__Problem to solve__. Please transcribe every entry below exactly as written.

__Material for the task__.
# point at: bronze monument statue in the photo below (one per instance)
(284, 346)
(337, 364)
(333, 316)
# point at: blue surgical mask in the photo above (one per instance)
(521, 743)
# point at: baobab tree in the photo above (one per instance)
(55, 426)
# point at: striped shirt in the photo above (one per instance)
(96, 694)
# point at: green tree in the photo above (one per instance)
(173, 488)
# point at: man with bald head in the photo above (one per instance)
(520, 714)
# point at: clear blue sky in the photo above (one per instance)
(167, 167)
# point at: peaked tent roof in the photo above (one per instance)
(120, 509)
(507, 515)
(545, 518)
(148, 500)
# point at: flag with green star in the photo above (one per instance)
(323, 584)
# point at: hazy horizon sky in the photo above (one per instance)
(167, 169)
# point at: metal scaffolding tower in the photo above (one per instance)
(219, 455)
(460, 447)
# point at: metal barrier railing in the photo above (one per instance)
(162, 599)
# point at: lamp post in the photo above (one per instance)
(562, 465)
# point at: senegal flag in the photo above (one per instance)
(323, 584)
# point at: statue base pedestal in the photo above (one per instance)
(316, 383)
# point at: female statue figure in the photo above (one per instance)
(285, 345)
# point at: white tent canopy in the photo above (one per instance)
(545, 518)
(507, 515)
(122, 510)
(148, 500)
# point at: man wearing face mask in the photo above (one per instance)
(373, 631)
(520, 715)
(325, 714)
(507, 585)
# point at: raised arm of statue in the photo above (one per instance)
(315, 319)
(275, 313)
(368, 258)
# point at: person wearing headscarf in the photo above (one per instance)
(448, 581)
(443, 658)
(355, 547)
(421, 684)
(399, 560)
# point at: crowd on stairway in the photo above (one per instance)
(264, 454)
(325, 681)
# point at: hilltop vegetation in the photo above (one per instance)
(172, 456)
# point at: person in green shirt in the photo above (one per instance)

__Answer__.
# point at: bronze monument statue in the photo below (one per instance)
(284, 346)
(337, 364)
(333, 316)
# point at: blue surgical mask in the photo above (one per instance)
(521, 743)
# point at: baobab tree in the photo above (one per instance)
(55, 426)
# point at: striped shirt in the photo above (one per instance)
(96, 694)
# point at: green tree in the photo above (one per instance)
(173, 488)
# point at: man with bald head in the photo above (one per instance)
(520, 714)
# point at: clear blue sky in the photo above (one per instance)
(167, 167)
# point at: peaked tent roof in the photo above (one per instance)
(120, 509)
(507, 515)
(545, 518)
(148, 500)
# point at: flag with green star in the photo above (one per instance)
(323, 584)
# point at: hazy horizon sky in the photo above (one per instance)
(167, 169)
# point at: metal scaffolding tower in the photo above (one per instance)
(219, 455)
(460, 447)
# point at: metal barrier railing in the photo above (one per instance)
(162, 599)
# point at: lamp post in the photo above (one per instance)
(562, 465)
# point at: senegal flag in the photo above (one per instance)
(323, 584)
# point at: statue base pedestal in the photo above (one per instance)
(316, 383)
# point at: female statue figure in the photo above (one per instance)
(285, 345)
# point at: white tent canopy in the photo above (one per instance)
(545, 518)
(507, 515)
(122, 510)
(148, 500)
# point at: man wearing face mask in the photo above (one per instance)
(373, 631)
(520, 715)
(325, 714)
(507, 585)
# point at: raised arm of statue in the photo above (one per instance)
(315, 319)
(275, 313)
(368, 258)
# point at: person wearing headscarf in the photo above (one per instance)
(448, 581)
(443, 658)
(355, 547)
(421, 684)
(399, 560)
# point at: crowd on stairway in the photo above (one per instance)
(264, 454)
(325, 681)
# point at: hilltop vegetation in the photo above (one per instance)
(172, 456)
# point at: person in green shirt in the photo above (one per instance)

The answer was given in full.